Data under study:
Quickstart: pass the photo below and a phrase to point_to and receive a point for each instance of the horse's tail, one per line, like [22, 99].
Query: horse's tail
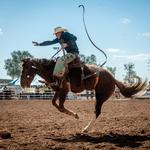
[132, 90]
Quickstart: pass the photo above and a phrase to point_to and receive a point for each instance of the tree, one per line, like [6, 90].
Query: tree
[112, 70]
[130, 72]
[13, 65]
[88, 59]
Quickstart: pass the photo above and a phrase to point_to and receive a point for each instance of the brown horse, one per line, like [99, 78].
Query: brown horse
[104, 86]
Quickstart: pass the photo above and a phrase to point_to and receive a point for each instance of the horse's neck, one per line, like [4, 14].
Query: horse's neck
[46, 73]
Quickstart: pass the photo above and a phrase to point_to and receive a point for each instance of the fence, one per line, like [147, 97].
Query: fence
[31, 93]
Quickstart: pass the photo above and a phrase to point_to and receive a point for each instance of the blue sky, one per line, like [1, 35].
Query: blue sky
[121, 28]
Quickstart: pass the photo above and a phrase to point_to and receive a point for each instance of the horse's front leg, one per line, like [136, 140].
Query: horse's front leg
[65, 110]
[61, 107]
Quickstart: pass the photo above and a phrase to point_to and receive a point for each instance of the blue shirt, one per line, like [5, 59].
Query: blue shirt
[65, 37]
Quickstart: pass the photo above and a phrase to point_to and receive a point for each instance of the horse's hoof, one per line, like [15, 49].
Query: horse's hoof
[76, 116]
[85, 130]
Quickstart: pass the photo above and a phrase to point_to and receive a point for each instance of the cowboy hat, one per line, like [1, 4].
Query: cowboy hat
[58, 29]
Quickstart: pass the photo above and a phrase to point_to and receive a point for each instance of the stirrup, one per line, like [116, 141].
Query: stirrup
[54, 83]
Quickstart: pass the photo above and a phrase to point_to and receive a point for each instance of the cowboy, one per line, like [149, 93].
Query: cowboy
[67, 42]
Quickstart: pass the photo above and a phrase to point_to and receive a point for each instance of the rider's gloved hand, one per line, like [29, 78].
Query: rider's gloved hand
[35, 43]
[63, 45]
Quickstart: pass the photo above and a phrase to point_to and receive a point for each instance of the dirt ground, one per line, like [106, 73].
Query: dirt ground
[37, 125]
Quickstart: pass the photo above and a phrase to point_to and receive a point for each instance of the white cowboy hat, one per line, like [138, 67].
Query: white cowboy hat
[58, 29]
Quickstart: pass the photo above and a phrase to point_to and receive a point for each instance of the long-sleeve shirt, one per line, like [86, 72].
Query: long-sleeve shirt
[67, 38]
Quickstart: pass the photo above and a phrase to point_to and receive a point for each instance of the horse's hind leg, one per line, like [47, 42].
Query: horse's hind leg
[98, 105]
[61, 107]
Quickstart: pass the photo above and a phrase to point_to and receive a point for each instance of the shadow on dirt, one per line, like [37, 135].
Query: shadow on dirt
[119, 140]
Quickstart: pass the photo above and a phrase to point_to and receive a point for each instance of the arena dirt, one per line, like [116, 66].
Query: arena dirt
[38, 125]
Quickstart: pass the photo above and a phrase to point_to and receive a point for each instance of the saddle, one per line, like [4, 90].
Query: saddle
[75, 63]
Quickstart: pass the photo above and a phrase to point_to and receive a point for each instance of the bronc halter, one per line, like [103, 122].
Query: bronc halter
[27, 74]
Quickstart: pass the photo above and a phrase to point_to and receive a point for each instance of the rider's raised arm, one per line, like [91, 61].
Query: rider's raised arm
[45, 43]
[71, 38]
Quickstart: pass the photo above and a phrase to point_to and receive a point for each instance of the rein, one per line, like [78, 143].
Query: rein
[27, 74]
[90, 38]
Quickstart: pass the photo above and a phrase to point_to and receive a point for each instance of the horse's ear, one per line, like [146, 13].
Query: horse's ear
[22, 59]
[25, 59]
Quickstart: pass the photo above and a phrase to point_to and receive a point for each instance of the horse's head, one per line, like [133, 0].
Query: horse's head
[29, 69]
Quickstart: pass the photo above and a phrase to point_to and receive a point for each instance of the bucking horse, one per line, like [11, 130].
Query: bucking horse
[102, 82]
[79, 77]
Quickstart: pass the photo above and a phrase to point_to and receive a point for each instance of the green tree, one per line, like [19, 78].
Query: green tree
[13, 65]
[130, 72]
[88, 59]
[112, 70]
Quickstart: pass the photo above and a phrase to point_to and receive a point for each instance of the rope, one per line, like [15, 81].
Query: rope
[90, 38]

Aim of the exercise: Each entry above should be given again exactly, with its pictures omitted.

Result of this task:
Quickstart: pass the photo below and a phrase to point_to and receive a point for each instance of the horse's tail, one per line, like [22, 99].
Query: horse's tail
[132, 90]
Quickstart: pass the photo above and a phrase to point_to and receive a point for each instance of the tree, one per line, like [6, 90].
Query: tree
[112, 70]
[130, 72]
[13, 65]
[88, 59]
Quickstart: pass the photo above and a phrase to point_to and receive a point for each instance of the brown horse, one per line, like [99, 78].
Query: brown horse
[104, 86]
Quickstart: pass the photo above and a phrase to point_to and receive a point for each instance of the horse's neck, one per line, like [4, 14].
Query: horse's neck
[46, 73]
Quickstart: pass the photo above and a phrase to point_to and receive a point for each instance of the fence, one per line, like [147, 97].
Query: fence
[31, 93]
Quickstart: pass the photo above and a phrase to point_to and receive a point for each instance of the blue sky, one per line, like [1, 35].
Query: blue sky
[121, 28]
Quickstart: pass the photo above and a phrase to point_to and receive a point for each instance of the horse's front leg, one per line, like [136, 140].
Query: horse's front leg
[65, 110]
[61, 107]
Quickstart: pass the photo above and a phrase to point_to and receive a point for each instance of the blue shirt, one per line, like [5, 59].
Query: blue shirt
[65, 37]
Quickstart: pass the photo above and a phrase to point_to and receive a point for each instance of the horse's hoof, one per line, like [15, 49].
Query: horse's hoof
[76, 116]
[85, 130]
Quickstart: pass the photo above and a phrase to point_to and receive a point for each instance of the cowboy hat, one per line, like [1, 4].
Query: cowboy hat
[58, 29]
Quickstart: pass the photo above and a phrase to point_to and receive a point for each instance of the stirrup, one per line, like [116, 141].
Query: stirrup
[54, 83]
Quickstart: pass the photo above and a phrase to point_to and receive a point for each instance of the cowboy, one per line, like [149, 93].
Query: cowboy
[67, 42]
Quickstart: pass the photo above and a phrase to point_to and receive a point for each instance of the rider's gloved hand, one per line, like [29, 78].
Query: rider's gloved hand
[35, 43]
[63, 45]
Quickstart: pass the photo above and a phrase to point_to and receive a point for each instance of the dirt ground, one per line, like [106, 73].
Query: dirt ground
[37, 125]
Quickstart: pass the photo above and a phrase to point_to and receive a point for each instance of the white cowboy hat, one per line, like [138, 67].
Query: white cowboy hat
[58, 29]
Quickstart: pass the photo above and a phrase to point_to and receive a point for each instance of the long-sleeve shirt, one per line, like [86, 72].
Query: long-sleeve shirt
[67, 38]
Quickstart: pass the photo above and a phrase to point_to and receive a point for each instance of the horse's hind leg, one per line, like [47, 42].
Query: horse's hind leg
[98, 105]
[61, 107]
Quickstart: pass the photo above and a phrase to point_to and receive a point for each instance of the shadow on dirt, one per line, like [37, 135].
Query: shadow on dirt
[119, 140]
Quickstart: pass the photo above and a phrase to point_to and receive a point for each instance of the arena dirt, one per line, like [116, 66].
Query: arena dirt
[38, 125]
Quickstart: pass the photo above and a phrase to point_to and receive a point for each instance of the saddle, one per line, like [4, 90].
Query: saddle
[75, 63]
Quickstart: pass the photo above and a phrase to point_to and receive a point for each instance of the bronc halter, one per line, like [103, 122].
Query: bronc halter
[27, 74]
Quickstart: pass the photo above and a phrase to point_to and receive a point for each instance of the rider's raised arm, one per line, like [91, 61].
Query: rider's raised arm
[45, 43]
[71, 38]
Quickstart: pass the photo above and a phrase to point_to and receive a point for each instance of the rein, one per line, like [78, 143].
Query: rein
[27, 74]
[90, 38]
Quickstart: pass the photo above and a phrase to point_to and receive a point for each instance of the horse's ear, one per line, like [146, 13].
Query: horse's ear
[22, 59]
[25, 59]
Quickstart: pass the photo above and a phrase to point_to and receive a point for each instance of the horse's head, one per line, like [133, 0].
Query: horse's head
[29, 69]
Quickstart: pass the photo above and a phrase to point_to and receive a point for each instance of the bucking horse, one per line, like [11, 130].
Query: bucking horse
[102, 82]
[79, 77]
Quickstart: pass the photo above and a phrase to point_to and receive a point for each instance of the green tree, one per line, like [19, 78].
Query: green tree
[13, 65]
[130, 72]
[88, 59]
[112, 70]
Quickstart: pass the photo above and a phrase to point_to and receive a point for each instance of the rope, one per line, like [15, 81].
Query: rope
[90, 38]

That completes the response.